SELECTED PASSAGE:
I mean Valve literally had a trailer with a nintendo emulator as an app installed... Valve doesn't need to do RND for its games because they can just use whatever is on steam that is playable on the deck plus a ton of games from nintendo consoles via emulators as a selling point.
Nintendo could do the exact same thing if they made their platforms open like Steam does. That the switch is limited to only Switch games is entirely a choice they made because their whole existence they've been all about proprietary and locked down.
The lockout ship was there to prevent piracy. By the time the console made its way to North America there were known bypasses. Ironically enough if there's an argument to be made about what saved the industry and how quality control was involved it would be the Nintendo seal of quality and then the strong arming that they did to various retailers saying that if they sold any game that didn't have Nintendo's backing they would be blacklisted. At the time being blacklisted by a company like Nintendo where every kid was requesting their product was an impossibility
That's impossible; the lockout chip debuted with the North American version of the console, so there couldn't have been known bypasses beforehand. The Famicom had no CIC.
The lockout chip is what made the "seal of quality" scheme feasible in the first place. If alternative games were widely available, Nintendo wouldn't have had nearly as much leverage to strongarm with.
The minute the device was released in North America the lockout chip was already defeated by passthrough devices that took a "real" game and used that for the CIC bootup process. There were also multiple variants of voltage spike attacks and revisions of the console to guard against those, so it was certainly happening otherwise Nintendo wouldn't have wasted time changing the design.
Also, look at the timeline and the history behind Tengen which was essentially a company created by Atari specifically with the purpose of publishing their games on Nintendo and used essentially corporate espionage to get the underlying MPU used for the CIC logic that was a corporate secret. The actual lawsuits get filed a few years once Nintendo had enough evidence, but it was going on from the start of the lifespan of the console.
The NES was released in North America in late 1985. By 1987 there were commercially available games (from Tengen) that were playable without the permission of Nintendo. Tengen was not the only one or even the only method being used to break that console at that time.
And then there is Game Genie, which effectively can work around all of these problems. Sure, they included some logic to play nice and let the NES check the CIC again, but you can work around that with a game genie code itself! In the early days Game Genie and GameShark devices were well known for being vectors for piracy and they leaned into that.

JOB A:
Copy out the records word for word, beginning at the line that contains "Question. For every instance of the black" and stopping after the line that contains "Question. For every instance of the tree trunk".
The discussion above has no connection to the records that come next.

SUPPLIED MATERIAL:

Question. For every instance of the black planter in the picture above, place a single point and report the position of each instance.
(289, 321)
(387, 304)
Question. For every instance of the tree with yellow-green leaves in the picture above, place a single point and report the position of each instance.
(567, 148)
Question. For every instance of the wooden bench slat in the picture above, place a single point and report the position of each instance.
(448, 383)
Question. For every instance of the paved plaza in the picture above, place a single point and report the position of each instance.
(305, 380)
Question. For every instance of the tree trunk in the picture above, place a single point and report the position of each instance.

* * *

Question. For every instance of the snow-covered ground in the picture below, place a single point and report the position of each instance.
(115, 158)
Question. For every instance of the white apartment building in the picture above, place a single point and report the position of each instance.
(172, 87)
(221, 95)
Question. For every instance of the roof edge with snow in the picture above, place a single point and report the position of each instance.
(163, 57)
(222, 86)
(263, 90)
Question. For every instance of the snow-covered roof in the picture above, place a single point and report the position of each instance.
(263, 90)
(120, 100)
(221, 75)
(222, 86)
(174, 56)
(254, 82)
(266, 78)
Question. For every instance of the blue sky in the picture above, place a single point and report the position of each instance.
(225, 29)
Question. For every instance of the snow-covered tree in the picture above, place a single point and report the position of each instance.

---

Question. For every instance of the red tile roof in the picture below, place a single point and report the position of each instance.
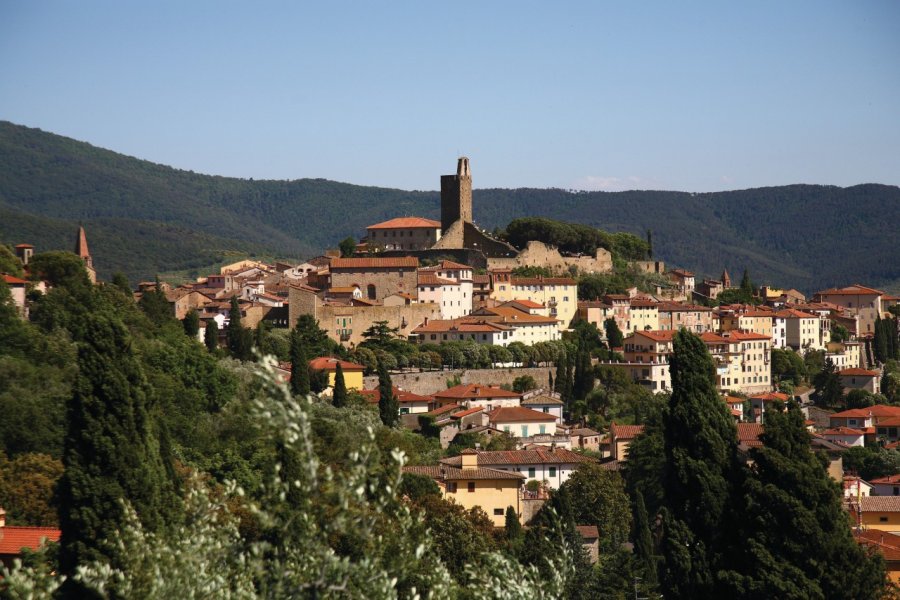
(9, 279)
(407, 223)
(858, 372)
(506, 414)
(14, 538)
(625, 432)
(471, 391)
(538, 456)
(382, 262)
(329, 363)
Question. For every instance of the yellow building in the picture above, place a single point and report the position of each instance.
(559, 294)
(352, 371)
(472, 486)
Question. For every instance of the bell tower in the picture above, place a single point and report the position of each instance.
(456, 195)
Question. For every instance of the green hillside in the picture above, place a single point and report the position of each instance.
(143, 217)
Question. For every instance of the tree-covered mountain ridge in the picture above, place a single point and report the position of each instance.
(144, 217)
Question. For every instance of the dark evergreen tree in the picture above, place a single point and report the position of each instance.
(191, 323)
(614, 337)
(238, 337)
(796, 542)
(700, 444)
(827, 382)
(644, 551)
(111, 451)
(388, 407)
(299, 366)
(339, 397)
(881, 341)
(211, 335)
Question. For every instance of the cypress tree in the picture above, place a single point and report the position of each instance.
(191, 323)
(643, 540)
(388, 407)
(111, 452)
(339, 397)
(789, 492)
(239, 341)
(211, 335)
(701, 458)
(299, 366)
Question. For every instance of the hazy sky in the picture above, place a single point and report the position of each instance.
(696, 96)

JOB B:
In the discussion of Nintendo's lockout chip, when was the NES released in North America?

WRITTEN SOLUTION A:
Question. For every instance of the black planter in the picture above, place a single point and report the position of each instance.
(289, 321)
(387, 304)
Question. For every instance of the tree with yellow-green leaves in the picture above, place a single point and report the position of each instance.
(567, 148)
Question. For every instance of the wooden bench slat in the picture above, place a single point and report the position of each instance.
(448, 383)
Question. For every instance of the paved plaza in the picture above, place a single point and report the position of each instance.
(305, 380)
Question. For every instance of the tree trunk in the picture above, place a single point and report the position of each instance.

WRITTEN SOLUTION B:
It was released there in late 1985.